BEGIN SOURCE PASSAGE

Interview with Master Stern
Columnist & Master of yielding

 

 

 

 

 

stern@bdsmu.com  

Read the SCENEprofiles Interview with yielding  
Read yielding's columns Spirituality & Slavery Part I and Part II 

Read yielding's humor column You, too, can Write BDSM Poetry!


SENSUOUS SADIE: You live in a 24/7 committed relationship with yielding, although you are not always geographically together. How do you keep your relationship alive and committed from a distance of 200 miles? How long have you been together?

MASTER STERN: "There are three things that you must never allow to fade in any good and healthy relationship: communication, communication, and unabashed honesty. Well that is really only two but you get my drift. In nearly four years yielding and I have only missed our daily phone call three or four times. We almost always have at least a part of our conversation about our relationship.

"There is an element of commitment that is the underlying fabric of our relationship. Constant re-evaluation of the tenants of the relationship is made possible by a deeply held commitment. We need not live in fear of saying the wrong thing or touching on a sore topic. I demand that bothersome issues are brought forth and discussed. Neither of us is always perfectly pleased with the result of such discussions but we always find a way to reconcile the issues. I have the authority to dictate resolutions to troubling issues in our relationship. I rarely invoke that power. I am a Master to one slave. I'm not her dictator.

"Authoritarian regimes don't work any better in relationships than they do in companies or countries. No matter how benevolent the subjects of such a regime, they will eventually find reason and motivation to rebel."

Sadie: How did you discover BDSM? Was it always in you, or something that developed?

Stern:  "I first became involved in the BDSM scene several years ago after going through a divorce after 18 years of 'vanilla' marriage. I had been exploring the world of D/s, BDSM for a year or so vicariously on the Internet. At this time I had known yielding socially for about three years, and later that year I had several D/s encounters and was in the process of discovering myself.

END SOURCE PASSAGE

→ QUESTIONS ON THE MATERIAL:
a - Answer these questions using the interview with Master Stern, one line per answer, marked the same way:
(i) How many miles separate Master Stern and yielding?
(ii) In nearly four years, how many times have they missed their daily phone call?
(iii) How many years did Master Stern's "vanilla" marriage last?
b - Summarize the interview with Master Stern in two sentences.
c - Write the next part of the interview with Master Stern, picking up after its final sentence.

BEGIN DATA SHOWN

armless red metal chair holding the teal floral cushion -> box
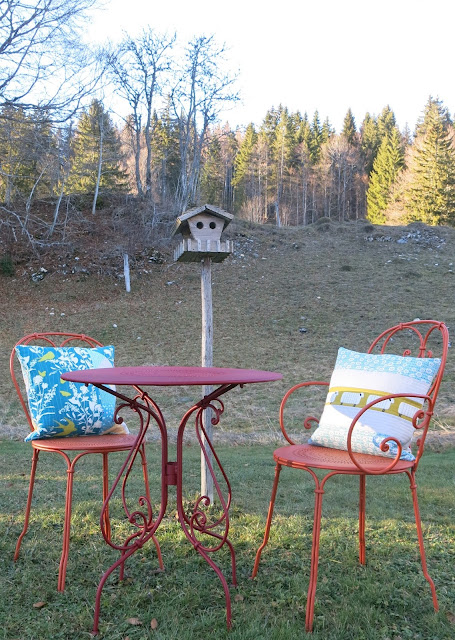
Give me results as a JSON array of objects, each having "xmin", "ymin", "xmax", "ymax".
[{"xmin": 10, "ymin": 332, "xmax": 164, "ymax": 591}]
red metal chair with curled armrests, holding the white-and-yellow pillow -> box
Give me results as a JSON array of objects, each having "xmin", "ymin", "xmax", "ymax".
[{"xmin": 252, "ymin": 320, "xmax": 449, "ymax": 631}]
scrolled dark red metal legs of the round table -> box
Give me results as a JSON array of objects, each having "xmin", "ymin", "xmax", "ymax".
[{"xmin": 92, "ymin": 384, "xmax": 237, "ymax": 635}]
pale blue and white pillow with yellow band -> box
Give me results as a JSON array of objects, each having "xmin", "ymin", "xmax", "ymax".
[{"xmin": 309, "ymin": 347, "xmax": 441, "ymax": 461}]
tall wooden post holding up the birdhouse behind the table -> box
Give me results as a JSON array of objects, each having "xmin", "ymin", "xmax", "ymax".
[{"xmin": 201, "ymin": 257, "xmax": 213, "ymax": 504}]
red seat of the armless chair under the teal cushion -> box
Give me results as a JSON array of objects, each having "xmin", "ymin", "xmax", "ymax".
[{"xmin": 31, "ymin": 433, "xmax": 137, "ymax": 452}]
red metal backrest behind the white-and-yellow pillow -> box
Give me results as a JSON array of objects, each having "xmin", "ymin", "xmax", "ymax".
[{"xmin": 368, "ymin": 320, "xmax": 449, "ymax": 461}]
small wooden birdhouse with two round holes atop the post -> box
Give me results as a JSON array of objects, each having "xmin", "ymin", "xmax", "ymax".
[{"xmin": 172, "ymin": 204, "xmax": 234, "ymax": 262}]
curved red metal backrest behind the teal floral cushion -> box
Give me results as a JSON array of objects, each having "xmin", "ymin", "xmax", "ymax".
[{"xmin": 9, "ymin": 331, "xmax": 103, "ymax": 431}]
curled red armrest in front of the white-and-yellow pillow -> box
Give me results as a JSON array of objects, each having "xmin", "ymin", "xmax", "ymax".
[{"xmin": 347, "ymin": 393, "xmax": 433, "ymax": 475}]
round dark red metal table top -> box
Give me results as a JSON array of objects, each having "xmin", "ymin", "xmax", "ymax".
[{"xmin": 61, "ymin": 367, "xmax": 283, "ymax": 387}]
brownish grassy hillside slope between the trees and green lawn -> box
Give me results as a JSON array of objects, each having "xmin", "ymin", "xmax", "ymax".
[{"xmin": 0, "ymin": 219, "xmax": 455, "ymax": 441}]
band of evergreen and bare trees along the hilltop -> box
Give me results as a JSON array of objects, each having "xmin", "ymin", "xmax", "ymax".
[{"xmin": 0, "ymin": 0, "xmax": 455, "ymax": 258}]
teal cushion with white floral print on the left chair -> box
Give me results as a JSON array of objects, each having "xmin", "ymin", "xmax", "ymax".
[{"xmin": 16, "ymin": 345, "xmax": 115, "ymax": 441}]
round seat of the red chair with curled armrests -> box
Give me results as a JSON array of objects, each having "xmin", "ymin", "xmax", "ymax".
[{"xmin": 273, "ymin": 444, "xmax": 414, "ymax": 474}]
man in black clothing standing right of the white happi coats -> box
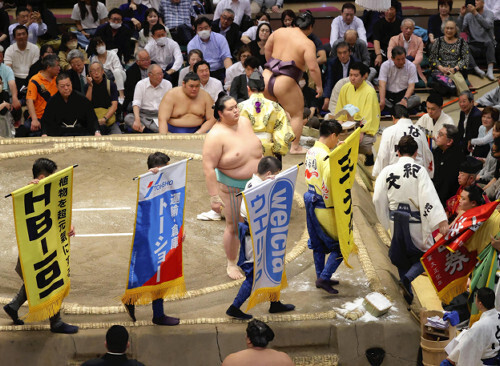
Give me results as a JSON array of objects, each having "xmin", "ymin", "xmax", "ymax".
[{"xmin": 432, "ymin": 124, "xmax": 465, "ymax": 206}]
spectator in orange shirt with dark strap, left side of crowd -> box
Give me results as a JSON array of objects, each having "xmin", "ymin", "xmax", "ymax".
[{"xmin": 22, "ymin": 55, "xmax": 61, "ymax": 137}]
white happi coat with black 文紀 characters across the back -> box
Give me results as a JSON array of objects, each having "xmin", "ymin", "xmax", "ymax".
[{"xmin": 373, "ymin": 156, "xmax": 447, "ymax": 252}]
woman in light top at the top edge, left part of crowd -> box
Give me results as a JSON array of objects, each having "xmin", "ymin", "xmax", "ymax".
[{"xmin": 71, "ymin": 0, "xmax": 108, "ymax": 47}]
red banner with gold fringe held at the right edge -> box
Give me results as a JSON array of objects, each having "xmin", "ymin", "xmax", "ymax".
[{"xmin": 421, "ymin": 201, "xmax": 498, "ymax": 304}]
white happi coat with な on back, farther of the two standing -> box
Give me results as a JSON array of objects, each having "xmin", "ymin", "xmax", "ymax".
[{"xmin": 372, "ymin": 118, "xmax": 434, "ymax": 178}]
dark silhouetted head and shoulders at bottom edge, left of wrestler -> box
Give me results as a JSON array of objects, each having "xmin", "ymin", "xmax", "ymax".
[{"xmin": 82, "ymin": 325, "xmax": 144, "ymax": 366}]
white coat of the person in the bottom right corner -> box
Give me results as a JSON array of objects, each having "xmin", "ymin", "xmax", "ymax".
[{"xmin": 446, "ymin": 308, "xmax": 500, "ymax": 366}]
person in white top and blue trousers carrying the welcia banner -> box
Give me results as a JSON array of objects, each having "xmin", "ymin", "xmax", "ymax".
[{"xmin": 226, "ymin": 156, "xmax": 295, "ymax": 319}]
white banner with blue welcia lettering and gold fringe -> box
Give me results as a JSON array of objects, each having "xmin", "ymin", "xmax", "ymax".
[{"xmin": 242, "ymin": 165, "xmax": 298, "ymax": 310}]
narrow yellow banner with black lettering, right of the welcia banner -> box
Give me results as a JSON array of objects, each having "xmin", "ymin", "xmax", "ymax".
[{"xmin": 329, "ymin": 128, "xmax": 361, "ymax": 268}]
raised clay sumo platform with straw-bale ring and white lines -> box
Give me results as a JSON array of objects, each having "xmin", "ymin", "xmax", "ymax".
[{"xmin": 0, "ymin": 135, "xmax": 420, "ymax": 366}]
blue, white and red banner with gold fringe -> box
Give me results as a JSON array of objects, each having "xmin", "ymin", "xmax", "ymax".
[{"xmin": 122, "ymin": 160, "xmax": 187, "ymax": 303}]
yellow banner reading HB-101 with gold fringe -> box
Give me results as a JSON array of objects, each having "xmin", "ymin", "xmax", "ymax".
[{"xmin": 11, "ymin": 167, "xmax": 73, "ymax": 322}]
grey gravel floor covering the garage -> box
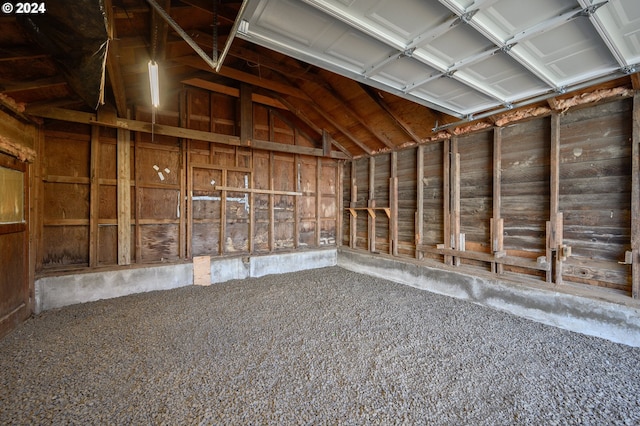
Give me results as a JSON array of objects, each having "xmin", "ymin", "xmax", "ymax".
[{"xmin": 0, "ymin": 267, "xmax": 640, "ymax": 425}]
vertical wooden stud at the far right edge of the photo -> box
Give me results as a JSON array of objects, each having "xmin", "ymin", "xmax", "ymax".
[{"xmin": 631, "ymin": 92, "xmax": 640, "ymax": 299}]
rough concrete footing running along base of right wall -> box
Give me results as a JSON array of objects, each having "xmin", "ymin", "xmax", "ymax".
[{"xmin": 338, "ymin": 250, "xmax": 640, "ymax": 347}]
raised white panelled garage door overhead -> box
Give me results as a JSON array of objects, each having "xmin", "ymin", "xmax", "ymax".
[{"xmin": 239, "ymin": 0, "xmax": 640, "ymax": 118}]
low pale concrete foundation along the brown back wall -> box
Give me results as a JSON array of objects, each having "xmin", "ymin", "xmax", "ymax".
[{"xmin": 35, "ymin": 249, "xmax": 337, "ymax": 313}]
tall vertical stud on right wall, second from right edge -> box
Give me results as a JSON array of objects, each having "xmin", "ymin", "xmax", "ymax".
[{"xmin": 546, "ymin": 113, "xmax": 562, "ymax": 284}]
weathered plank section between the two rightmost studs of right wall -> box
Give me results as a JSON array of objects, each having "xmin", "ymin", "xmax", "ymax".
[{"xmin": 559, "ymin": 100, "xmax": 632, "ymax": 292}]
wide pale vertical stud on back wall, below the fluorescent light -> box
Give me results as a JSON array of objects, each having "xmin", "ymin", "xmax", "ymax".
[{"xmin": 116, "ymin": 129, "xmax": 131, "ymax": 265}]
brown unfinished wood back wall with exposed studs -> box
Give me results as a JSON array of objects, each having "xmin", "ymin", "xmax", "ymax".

END DATA SHOWN

→ YOUR WRITTEN ANSWERS:
a -
(i) 200 miles
(ii) Three or four times
(iii) 18 years

b - Master Stern says he keeps his 24/7 committed relationship with yielding alive across 200 miles through communication and honesty, and in nearly four years they have missed their daily phone call only three or four times. He has the authority to dictate resolutions but rarely uses it, and he entered the BDSM scene after an 18-year "vanilla" marriage ended in divorce.

c -
"I attended a lot of munches, visited some clubs, and had a number of play dates. Eventually I fell hopelessly in love with the woman that would eventually become my slave and I began my pursuit. The same sets of courtship rituals that guide vanilla relationship building are present in the BDSM world. Just because a person is submissive does not mean she will simply submit to anyone who thinks himself a dominant person. Experience has shown that anyone terribly willing to submit is probably too needy for a healthy long-term relationship. I digress.

"The short answer is yes; I have always been interested in all things kinky and always from a dominant perspective.

"During innumerable hours of retrospection I recall some thoughts that have been with me since I attained sexual awareness. The thought - a fantasy - which is still clear in my mind, is one of me standing over a girl and thinking, 'I'll make her do what I want her to do.' It was such a turn-on to imagine myself having this sort of power. I'm sure both the thought and the behavior were repressed because it felt somehow criminal. The entire idea of negotiating sex was unthinkable for me in those days. I suppose that is exactly what a shame-based, emotionally abusive childhood would produce."
 
Sadie: Please tell me about your BDSM practice. Do you have any special interests?

Stern:  "I'm interested in almost everything to do with bondage, discipline, sadomasochism, and total power exchange. But special? I suppose the power exchange is my biggest interest. At least the exchange of power is what brings me the most satisfaction.

"Most recently I have begun to study hypnosis. In our first attempt, which was dramatically successful, I conducted a 45-minute session of guided relaxation and imagery. I successfully guided my slave to a mind space where she was extremely stimulated and experienced multiple orgasms without my touching her (or allowing her to touch herself.)

Sadie: How has your practice changed over the duration of your relationship?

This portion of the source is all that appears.